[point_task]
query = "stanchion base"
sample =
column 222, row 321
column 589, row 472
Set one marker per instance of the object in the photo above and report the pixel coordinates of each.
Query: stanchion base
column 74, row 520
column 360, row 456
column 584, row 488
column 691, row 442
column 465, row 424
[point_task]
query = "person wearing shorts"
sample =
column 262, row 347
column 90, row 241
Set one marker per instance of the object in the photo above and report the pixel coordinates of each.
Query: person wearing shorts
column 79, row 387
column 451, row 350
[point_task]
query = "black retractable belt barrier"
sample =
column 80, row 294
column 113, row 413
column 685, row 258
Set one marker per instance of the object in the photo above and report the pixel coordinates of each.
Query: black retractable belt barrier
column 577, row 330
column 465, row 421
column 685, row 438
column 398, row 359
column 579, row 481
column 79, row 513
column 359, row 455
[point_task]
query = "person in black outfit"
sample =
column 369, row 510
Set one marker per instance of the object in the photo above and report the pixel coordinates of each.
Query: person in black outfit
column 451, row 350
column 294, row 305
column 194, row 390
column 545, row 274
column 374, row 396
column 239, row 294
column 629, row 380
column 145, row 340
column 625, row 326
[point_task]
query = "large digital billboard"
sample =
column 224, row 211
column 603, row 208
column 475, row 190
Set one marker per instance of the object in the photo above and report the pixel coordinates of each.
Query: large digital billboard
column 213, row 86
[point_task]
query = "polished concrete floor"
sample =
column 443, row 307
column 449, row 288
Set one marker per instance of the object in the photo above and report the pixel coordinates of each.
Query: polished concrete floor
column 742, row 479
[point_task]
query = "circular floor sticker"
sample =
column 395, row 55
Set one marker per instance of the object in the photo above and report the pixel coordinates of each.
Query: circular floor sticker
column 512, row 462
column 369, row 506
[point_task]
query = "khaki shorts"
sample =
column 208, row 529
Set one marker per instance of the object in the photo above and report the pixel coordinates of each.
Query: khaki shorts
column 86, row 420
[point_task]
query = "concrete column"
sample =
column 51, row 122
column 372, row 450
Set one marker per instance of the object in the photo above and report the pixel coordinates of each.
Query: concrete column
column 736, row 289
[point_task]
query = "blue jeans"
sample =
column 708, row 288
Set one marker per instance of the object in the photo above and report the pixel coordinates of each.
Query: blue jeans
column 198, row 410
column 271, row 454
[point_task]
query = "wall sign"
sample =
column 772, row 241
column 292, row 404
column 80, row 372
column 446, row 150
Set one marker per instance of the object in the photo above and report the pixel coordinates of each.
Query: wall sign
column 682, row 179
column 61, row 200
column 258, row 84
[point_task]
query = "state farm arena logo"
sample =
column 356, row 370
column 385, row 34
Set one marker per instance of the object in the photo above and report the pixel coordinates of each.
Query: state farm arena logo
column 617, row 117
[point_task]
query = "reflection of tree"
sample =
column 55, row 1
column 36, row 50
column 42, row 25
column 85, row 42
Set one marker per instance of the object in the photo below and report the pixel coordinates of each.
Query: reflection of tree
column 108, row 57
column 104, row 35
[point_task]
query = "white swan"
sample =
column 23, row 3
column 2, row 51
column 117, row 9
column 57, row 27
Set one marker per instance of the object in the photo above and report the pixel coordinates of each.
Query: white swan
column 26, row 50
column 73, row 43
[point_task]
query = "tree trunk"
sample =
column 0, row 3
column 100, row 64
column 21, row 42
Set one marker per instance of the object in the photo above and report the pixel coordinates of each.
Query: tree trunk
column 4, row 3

- - - - -

- [What is being asked]: Show the data once more, exactly as it was written.

- [Solution for this exercise]:
[point_task]
query = "stanchion base"
sample =
column 222, row 321
column 589, row 472
Set one marker per instance of the object in the photo above and report the pixel coordinates of each.
Query: stanchion base
column 74, row 520
column 360, row 456
column 584, row 488
column 691, row 442
column 465, row 424
[point_task]
query = "person wearing shorts"
sample =
column 262, row 347
column 90, row 241
Set one marker per instance of the object in the photo above and report the pixel coordinates of each.
Query: person wearing shorts
column 79, row 387
column 451, row 350
[point_task]
query = "black retractable belt barrier"
sample =
column 80, row 294
column 113, row 413
column 685, row 258
Set one marker per instance of the object in the photo above and report the pixel coordinates of each.
Query: black retractable belt barrier
column 577, row 330
column 465, row 421
column 685, row 438
column 398, row 359
column 579, row 481
column 79, row 513
column 359, row 455
[point_task]
query = "person in black outfit"
sample =
column 369, row 510
Set one marker per instance of the object in the photo above and report the pixel coordinates of each.
Query: person in black outfit
column 451, row 350
column 294, row 305
column 194, row 390
column 545, row 274
column 374, row 396
column 239, row 294
column 629, row 380
column 145, row 340
column 625, row 326
[point_task]
query = "large digital billboard"
sample =
column 224, row 211
column 603, row 208
column 475, row 190
Set one marker per instance of the object in the photo above and report the pixel coordinates of each.
Query: large digital billboard
column 213, row 86
[point_task]
query = "polished concrete floor"
sample =
column 443, row 307
column 449, row 288
Set one marker per instance of the object in the photo above and report the pixel coordinates of each.
Query: polished concrete floor
column 742, row 479
[point_task]
query = "circular floor sticker"
sample =
column 395, row 55
Set one marker per instance of the object in the photo above and report the pixel coordinates of each.
Query: circular floor sticker
column 512, row 462
column 369, row 506
[point_task]
query = "khaki shorts"
sample =
column 208, row 529
Set one marker per instance of the object in the photo above and report the pixel coordinates of each.
Query: khaki shorts
column 86, row 420
[point_task]
query = "concrete column"
sample =
column 51, row 122
column 372, row 450
Set one marker per instance of the object in the photo above and report the pixel coordinates of each.
Query: concrete column
column 736, row 289
[point_task]
query = "blue jeans"
sample =
column 708, row 288
Set one marker per instance of the object in the photo above and report the pixel coordinates of each.
Query: blue jeans
column 198, row 410
column 271, row 454
[point_task]
query = "wall sign"
sample =
column 772, row 241
column 292, row 404
column 80, row 372
column 446, row 150
Set one marker per instance of the object in the photo above and report the pixel coordinates of each.
Query: wall sign
column 682, row 179
column 61, row 200
column 258, row 84
[point_task]
query = "state farm arena logo"
sample =
column 356, row 370
column 385, row 34
Set one marker per instance of the object in the photo above and report the pixel coordinates of each.
Query: state farm arena logo
column 617, row 117
[point_task]
query = "reflection of tree"
sample =
column 55, row 1
column 36, row 50
column 42, row 25
column 85, row 42
Set one marker per instance of the object in the photo below and report the pixel coordinates of each.
Query: reflection of tree
column 108, row 57
column 104, row 35
[point_task]
query = "white swan"
sample =
column 23, row 3
column 2, row 51
column 117, row 9
column 57, row 27
Set one marker per instance of the object in the photo above and report the pixel coordinates of each.
Query: white swan
column 26, row 50
column 73, row 43
[point_task]
query = "tree trunk"
sample =
column 0, row 3
column 100, row 64
column 21, row 42
Set one marker per instance of the object in the photo above and report the pixel coordinates of each.
Query: tree trunk
column 4, row 3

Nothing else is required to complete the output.